**Work task:** Copy out every record below, word for word.

========================

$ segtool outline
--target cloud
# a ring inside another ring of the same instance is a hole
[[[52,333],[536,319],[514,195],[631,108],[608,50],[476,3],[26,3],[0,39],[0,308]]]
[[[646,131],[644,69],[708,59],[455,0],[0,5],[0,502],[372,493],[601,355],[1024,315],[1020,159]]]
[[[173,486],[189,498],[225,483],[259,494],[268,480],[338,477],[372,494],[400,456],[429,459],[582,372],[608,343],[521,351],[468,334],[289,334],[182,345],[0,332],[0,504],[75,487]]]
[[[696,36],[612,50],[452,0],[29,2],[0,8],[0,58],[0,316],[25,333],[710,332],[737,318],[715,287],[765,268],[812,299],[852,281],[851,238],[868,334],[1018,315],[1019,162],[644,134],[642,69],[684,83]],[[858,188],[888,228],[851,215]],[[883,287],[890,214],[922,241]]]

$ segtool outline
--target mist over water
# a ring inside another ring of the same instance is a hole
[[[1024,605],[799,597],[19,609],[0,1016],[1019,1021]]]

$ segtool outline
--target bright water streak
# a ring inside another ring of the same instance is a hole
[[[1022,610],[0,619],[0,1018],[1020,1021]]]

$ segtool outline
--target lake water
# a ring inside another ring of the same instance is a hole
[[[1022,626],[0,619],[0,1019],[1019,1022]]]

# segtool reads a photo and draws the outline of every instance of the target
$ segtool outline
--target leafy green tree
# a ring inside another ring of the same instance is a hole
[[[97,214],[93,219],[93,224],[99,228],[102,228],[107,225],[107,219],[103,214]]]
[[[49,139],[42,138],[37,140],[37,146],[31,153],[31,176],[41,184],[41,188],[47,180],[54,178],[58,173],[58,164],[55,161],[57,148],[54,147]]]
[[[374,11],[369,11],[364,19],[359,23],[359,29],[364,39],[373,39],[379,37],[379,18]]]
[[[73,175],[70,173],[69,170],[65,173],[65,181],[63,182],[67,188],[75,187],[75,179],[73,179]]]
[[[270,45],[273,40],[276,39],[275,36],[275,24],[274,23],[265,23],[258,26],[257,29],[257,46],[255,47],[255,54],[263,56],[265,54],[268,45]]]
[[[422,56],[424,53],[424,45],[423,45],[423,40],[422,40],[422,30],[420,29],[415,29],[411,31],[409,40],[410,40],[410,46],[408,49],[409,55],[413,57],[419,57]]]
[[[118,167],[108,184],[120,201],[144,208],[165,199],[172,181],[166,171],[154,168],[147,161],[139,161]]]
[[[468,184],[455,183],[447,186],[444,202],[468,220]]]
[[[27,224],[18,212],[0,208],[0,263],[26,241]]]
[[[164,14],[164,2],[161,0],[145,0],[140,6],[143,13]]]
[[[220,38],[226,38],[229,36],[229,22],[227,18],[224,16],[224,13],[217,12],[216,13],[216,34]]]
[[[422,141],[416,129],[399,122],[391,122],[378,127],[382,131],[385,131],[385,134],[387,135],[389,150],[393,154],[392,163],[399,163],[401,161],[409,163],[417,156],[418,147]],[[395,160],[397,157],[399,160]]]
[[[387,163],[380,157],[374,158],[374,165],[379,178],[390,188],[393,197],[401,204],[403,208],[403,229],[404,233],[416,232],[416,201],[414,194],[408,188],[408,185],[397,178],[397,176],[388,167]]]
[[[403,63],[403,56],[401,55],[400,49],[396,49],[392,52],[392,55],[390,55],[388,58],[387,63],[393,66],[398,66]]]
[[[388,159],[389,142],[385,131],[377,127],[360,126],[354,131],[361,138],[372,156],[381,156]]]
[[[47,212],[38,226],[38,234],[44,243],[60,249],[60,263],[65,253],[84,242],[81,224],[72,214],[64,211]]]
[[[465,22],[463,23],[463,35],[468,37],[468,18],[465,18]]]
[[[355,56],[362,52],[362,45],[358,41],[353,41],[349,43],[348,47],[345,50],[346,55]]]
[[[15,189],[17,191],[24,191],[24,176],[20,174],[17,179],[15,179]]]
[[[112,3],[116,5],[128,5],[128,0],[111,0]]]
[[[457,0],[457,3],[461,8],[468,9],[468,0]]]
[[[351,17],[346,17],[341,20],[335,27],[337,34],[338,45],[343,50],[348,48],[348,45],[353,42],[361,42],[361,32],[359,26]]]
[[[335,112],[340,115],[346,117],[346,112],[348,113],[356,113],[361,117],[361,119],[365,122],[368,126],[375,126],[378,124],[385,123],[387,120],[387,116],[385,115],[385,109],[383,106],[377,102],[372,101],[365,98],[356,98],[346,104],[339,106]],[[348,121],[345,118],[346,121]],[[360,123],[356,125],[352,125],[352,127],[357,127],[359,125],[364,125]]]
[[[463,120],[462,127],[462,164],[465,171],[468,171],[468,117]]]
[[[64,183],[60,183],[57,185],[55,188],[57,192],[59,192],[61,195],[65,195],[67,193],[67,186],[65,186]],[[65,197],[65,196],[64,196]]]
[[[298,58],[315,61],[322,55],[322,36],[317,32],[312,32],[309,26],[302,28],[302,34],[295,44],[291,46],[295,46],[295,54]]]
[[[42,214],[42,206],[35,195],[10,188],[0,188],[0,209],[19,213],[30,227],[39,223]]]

========================

**Written response:**
$ segtool outline
--target cloud
# a ring inside another ring of the same instance is a hole
[[[52,333],[536,319],[514,195],[631,108],[608,50],[476,3],[26,3],[0,39],[0,308]]]
[[[646,131],[644,69],[708,59],[455,0],[0,5],[0,502],[372,493],[601,355],[1024,315],[1020,159]]]
[[[173,486],[189,498],[225,483],[259,494],[268,480],[338,477],[372,494],[400,456],[429,459],[582,372],[608,343],[521,351],[468,334],[289,334],[182,345],[0,332],[0,504],[75,487]]]
[[[696,36],[612,50],[452,0],[29,2],[0,8],[0,58],[0,316],[25,333],[710,332],[737,318],[715,287],[765,268],[812,299],[852,281],[851,238],[868,334],[1018,315],[1019,162],[644,134],[642,69],[684,83]],[[858,188],[888,228],[851,215]],[[883,287],[890,214],[922,241]]]

$ segtool outline
--target mist over water
# a ring inside another ring of the same instance is a hole
[[[1024,605],[799,597],[19,609],[0,1016],[1019,1021]]]

$ segtool outline
--target bright water streak
# a ring inside another ring of the same instance is a hole
[[[1022,610],[0,619],[0,1018],[1020,1021]]]

$ segtool outline
--target lake water
# a ring inside another ring of the same instance is a hole
[[[1022,626],[0,619],[0,1019],[1019,1022]]]

# segtool reads a photo and draws the outline of every instance of the target
$ segtool outline
--target leafy green tree
# a ring inside another ring of the same instance is a hole
[[[97,214],[93,219],[93,224],[99,228],[102,228],[107,225],[107,219],[103,214]]]
[[[49,139],[42,138],[37,140],[37,146],[31,153],[31,176],[41,184],[41,188],[47,180],[54,178],[58,173],[58,164],[55,161],[57,148],[54,147]]]
[[[374,11],[369,11],[364,19],[359,23],[359,29],[364,39],[373,39],[379,37],[379,18]]]
[[[73,175],[70,173],[69,170],[65,173],[65,181],[63,182],[67,188],[75,187],[75,179],[73,179]]]
[[[270,45],[273,40],[276,39],[275,36],[275,24],[274,23],[265,23],[258,26],[257,29],[257,46],[255,47],[255,54],[263,56],[265,54],[268,45]]]
[[[422,56],[424,53],[424,45],[423,45],[423,40],[422,40],[422,30],[420,29],[415,29],[411,31],[409,40],[410,40],[410,46],[408,49],[409,55],[413,57],[419,57]]]
[[[118,167],[108,184],[120,201],[144,208],[165,199],[172,181],[166,171],[154,168],[147,161],[139,161]]]
[[[468,184],[455,183],[447,186],[444,202],[468,220]]]
[[[27,224],[18,212],[0,208],[0,263],[26,241]]]
[[[164,14],[164,2],[161,0],[145,0],[140,6],[143,13]]]
[[[220,38],[226,38],[229,36],[229,22],[227,18],[224,16],[224,13],[217,12],[216,13],[216,34]]]
[[[422,141],[416,129],[399,122],[391,122],[378,127],[382,131],[385,131],[385,134],[387,135],[389,150],[393,154],[392,163],[399,163],[401,161],[409,163],[417,156],[418,147]],[[395,160],[397,157],[399,160]]]
[[[387,163],[380,157],[374,158],[374,165],[379,178],[390,188],[393,197],[401,204],[403,208],[403,229],[404,233],[416,232],[416,201],[414,194],[408,188],[408,185],[397,178],[397,176],[388,167]]]
[[[403,63],[403,56],[401,55],[400,49],[396,49],[392,52],[392,55],[390,55],[388,58],[387,63],[393,66],[398,66]]]
[[[388,159],[389,142],[385,131],[377,127],[360,126],[354,131],[361,138],[372,156],[381,156]]]
[[[47,212],[38,226],[38,234],[44,243],[60,249],[60,263],[65,253],[84,242],[81,224],[72,214],[64,211]]]
[[[465,22],[463,23],[463,35],[468,37],[468,18],[465,18]]]
[[[355,56],[362,52],[362,45],[358,41],[353,41],[349,43],[348,47],[345,50],[346,55]]]
[[[15,189],[17,191],[24,191],[24,176],[20,174],[17,179],[15,179]]]
[[[112,3],[116,5],[128,5],[128,0],[111,0]]]
[[[457,0],[457,3],[461,8],[468,9],[468,0]]]
[[[351,17],[346,17],[341,20],[335,27],[337,34],[338,45],[343,50],[348,48],[348,45],[353,42],[361,42],[361,32],[359,26]]]
[[[335,112],[340,115],[346,117],[346,112],[348,113],[356,113],[361,117],[361,119],[365,122],[368,126],[375,126],[378,124],[385,123],[387,120],[387,116],[385,115],[385,109],[383,106],[377,102],[372,101],[365,98],[356,98],[346,104],[339,106]],[[348,121],[345,118],[346,121]],[[360,123],[356,125],[352,125],[352,127],[357,127],[359,125],[364,125]]]
[[[463,120],[462,127],[462,164],[465,171],[468,171],[468,117]]]
[[[64,183],[60,183],[57,185],[55,188],[57,192],[59,192],[61,195],[65,195],[67,193],[67,186],[65,186]],[[65,197],[65,196],[64,196]]]
[[[298,58],[315,61],[322,55],[322,36],[317,32],[312,32],[309,26],[302,28],[302,34],[295,44],[291,46],[295,46],[295,54]]]
[[[42,214],[42,206],[35,195],[10,188],[0,188],[0,209],[19,213],[30,227],[39,223]]]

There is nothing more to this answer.